__BRIEF__: Write out the passage below on engineering education word for word, between "Dr. Goodridge explained" and "choosing a specialty.", inclusive.

__STUDY TEXT__:
Many USU STARS! GEAR UP scholars are interested in the field of engineering, which focuses on science and technology concerned with the design, building, and use of engines, machines, and structures. However, some scholars might be unaware of the career paths, daily life, and skill set that it takes to become one of the world’s many engineers. We had the opportunity of interviewing Dr. Wade Goodridge, an engineering professor at Utah State University who teaches statics, the first mechanics course required by many engineering students. Dr. Goodridge, who has two engineering Bachelor of Science degrees, as well as a Masters and PhD in civil engineering, gave us the scoop on the education of an engineer.

Dr. Goodridge explained that there are many engineering programs across the nation to choose from, depending on your interests. Civil, mechanical, biological, electrical, environmental, computer, aerospace, aeronautical, petroleum, fire protection, ocean, coastal, system, electrical, computer, forensic, chemical, architectural, manufacturing, marine, materials, nuclear, structural, transportation, welding, corrosion, geo-technical, hydraulic, industrial, mining, naval, and safety are just a few of the options that prospective engineers have when choosing a specialty.

Although there are dozens of engineering options to choose from, Utah State offers five programs. Dr. Goodridge briefly explained each of the disciplines that include civil, environmental, biological, mechanical, and electrical engineering. Civil engineering focuses on macro-sized projects that impact large populations, designing things such as bridges, buildings, canals, highways and others. Environmental engineers work on the prevention of pollutants, soil remediation, air contaminant removal, water quality, and many other areas. Biological engineering may focus on areas such as food production, chemical production in reactors, prosthesis development, and tissue work, but expands to various aspects of biology. Mechanical engineers work on a plethora of smaller-scale objects that includes diverse types of projects. Mechanical engineers focus on analyzing and designing systems with motion. Some of these projects could include designing mechanical linkages, heat dissipation structures, ram and pistons, and gas pipelines. Electrical engineers may work on power distribution, fire alarm systems, signal processing, circuitry design, and other similar areas. Dr. Goodridge pointed out that many of these disciplines overlap with one another.

__DATA PROVIDED__:
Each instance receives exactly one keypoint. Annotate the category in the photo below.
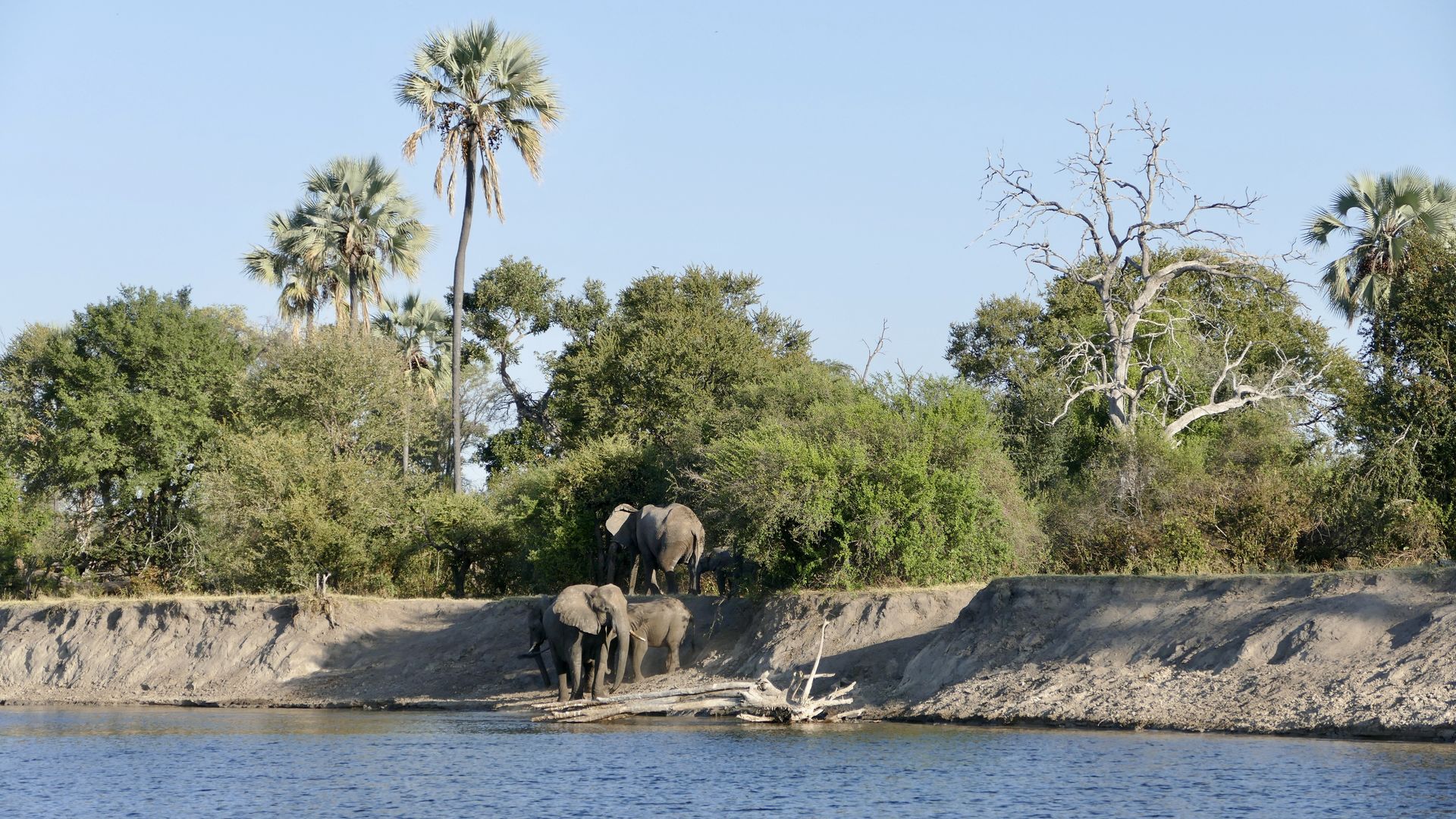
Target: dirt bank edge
(1347, 654)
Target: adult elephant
(660, 624)
(587, 618)
(536, 629)
(661, 537)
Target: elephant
(726, 567)
(582, 624)
(660, 537)
(660, 624)
(536, 630)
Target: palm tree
(357, 219)
(421, 328)
(421, 331)
(1388, 207)
(476, 88)
(305, 286)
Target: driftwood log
(758, 701)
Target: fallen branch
(755, 701)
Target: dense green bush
(549, 513)
(1241, 499)
(109, 417)
(889, 487)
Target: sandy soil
(1335, 654)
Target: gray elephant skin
(661, 537)
(660, 624)
(724, 566)
(585, 621)
(538, 635)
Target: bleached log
(756, 701)
(692, 691)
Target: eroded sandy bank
(1338, 654)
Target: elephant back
(670, 532)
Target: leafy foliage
(670, 357)
(1389, 210)
(881, 487)
(112, 414)
(1398, 497)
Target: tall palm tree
(356, 218)
(305, 284)
(476, 88)
(1386, 207)
(421, 328)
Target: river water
(259, 763)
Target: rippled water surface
(243, 763)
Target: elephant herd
(587, 626)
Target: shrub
(884, 487)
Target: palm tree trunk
(354, 297)
(456, 315)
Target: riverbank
(1357, 653)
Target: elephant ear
(609, 601)
(617, 522)
(574, 607)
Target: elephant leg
(599, 681)
(563, 679)
(541, 664)
(576, 668)
(638, 649)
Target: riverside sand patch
(1348, 654)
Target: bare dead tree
(874, 352)
(1126, 229)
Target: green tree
(887, 485)
(1400, 499)
(510, 303)
(343, 391)
(1388, 210)
(357, 219)
(421, 328)
(310, 480)
(112, 414)
(476, 88)
(281, 510)
(305, 286)
(22, 519)
(670, 357)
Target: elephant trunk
(619, 673)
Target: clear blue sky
(835, 150)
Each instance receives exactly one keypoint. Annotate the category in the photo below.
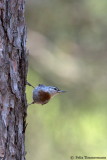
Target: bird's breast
(44, 97)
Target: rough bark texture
(13, 70)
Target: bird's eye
(56, 89)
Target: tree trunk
(13, 71)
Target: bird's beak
(61, 91)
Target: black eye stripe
(55, 88)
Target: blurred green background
(67, 42)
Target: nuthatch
(42, 93)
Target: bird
(42, 93)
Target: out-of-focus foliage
(67, 41)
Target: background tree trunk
(13, 70)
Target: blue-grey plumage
(42, 93)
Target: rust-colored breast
(44, 97)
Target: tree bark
(13, 71)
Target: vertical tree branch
(13, 71)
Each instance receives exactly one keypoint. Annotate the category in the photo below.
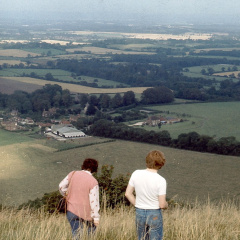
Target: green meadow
(218, 120)
(57, 74)
(31, 168)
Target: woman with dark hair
(150, 189)
(82, 192)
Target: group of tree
(45, 98)
(189, 141)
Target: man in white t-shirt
(150, 189)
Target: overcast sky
(217, 11)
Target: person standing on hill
(82, 191)
(150, 190)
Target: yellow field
(98, 50)
(76, 88)
(11, 62)
(16, 53)
(14, 41)
(51, 41)
(193, 36)
(227, 73)
(215, 49)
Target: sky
(202, 11)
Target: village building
(74, 118)
(49, 113)
(156, 120)
(66, 131)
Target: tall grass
(201, 222)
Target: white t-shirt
(148, 186)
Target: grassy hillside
(220, 119)
(202, 222)
(30, 169)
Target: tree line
(189, 141)
(54, 96)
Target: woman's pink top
(83, 195)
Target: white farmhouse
(67, 131)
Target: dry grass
(202, 222)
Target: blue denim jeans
(149, 224)
(78, 225)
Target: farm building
(67, 131)
(155, 120)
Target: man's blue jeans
(149, 224)
(78, 225)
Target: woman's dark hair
(90, 164)
(155, 160)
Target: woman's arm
(162, 202)
(129, 194)
(63, 186)
(94, 204)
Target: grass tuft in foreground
(201, 221)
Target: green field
(7, 138)
(30, 169)
(57, 74)
(213, 119)
(196, 71)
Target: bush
(111, 190)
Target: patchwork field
(8, 86)
(98, 50)
(30, 169)
(16, 53)
(212, 119)
(154, 36)
(74, 88)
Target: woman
(150, 189)
(82, 192)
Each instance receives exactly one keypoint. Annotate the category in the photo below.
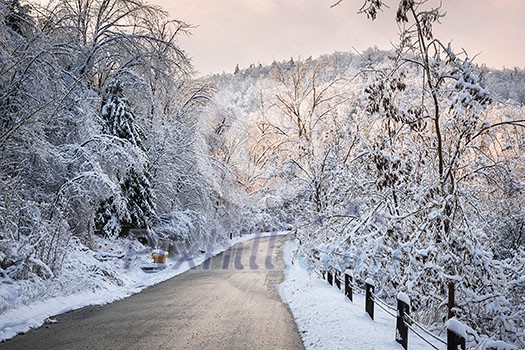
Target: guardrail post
(456, 335)
(338, 279)
(403, 308)
(369, 302)
(451, 300)
(348, 286)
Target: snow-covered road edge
(27, 317)
(326, 319)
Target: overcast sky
(230, 32)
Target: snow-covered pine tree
(118, 120)
(133, 206)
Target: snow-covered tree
(132, 207)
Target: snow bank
(108, 279)
(326, 319)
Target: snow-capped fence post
(456, 335)
(330, 277)
(348, 286)
(403, 308)
(369, 302)
(338, 279)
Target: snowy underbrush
(107, 271)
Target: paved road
(230, 302)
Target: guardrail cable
(420, 336)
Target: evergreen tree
(117, 117)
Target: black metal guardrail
(456, 337)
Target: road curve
(229, 302)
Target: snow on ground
(326, 319)
(90, 278)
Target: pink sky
(231, 32)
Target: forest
(406, 166)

__TASK ANSWER__:
Dr. Goodridge explained that there are many engineering programs across the nation to choose from, depending on your interests. Civil, mechanical, biological, electrical, environmental, computer, aerospace, aeronautical, petroleum, fire protection, ocean, coastal, system, electrical, computer, forensic, chemical, architectural, manufacturing, marine, materials, nuclear, structural, transportation, welding, corrosion, geo-technical, hydraulic, industrial, mining, naval, and safety are just a few of the options that prospective engineers have when choosing a specialty.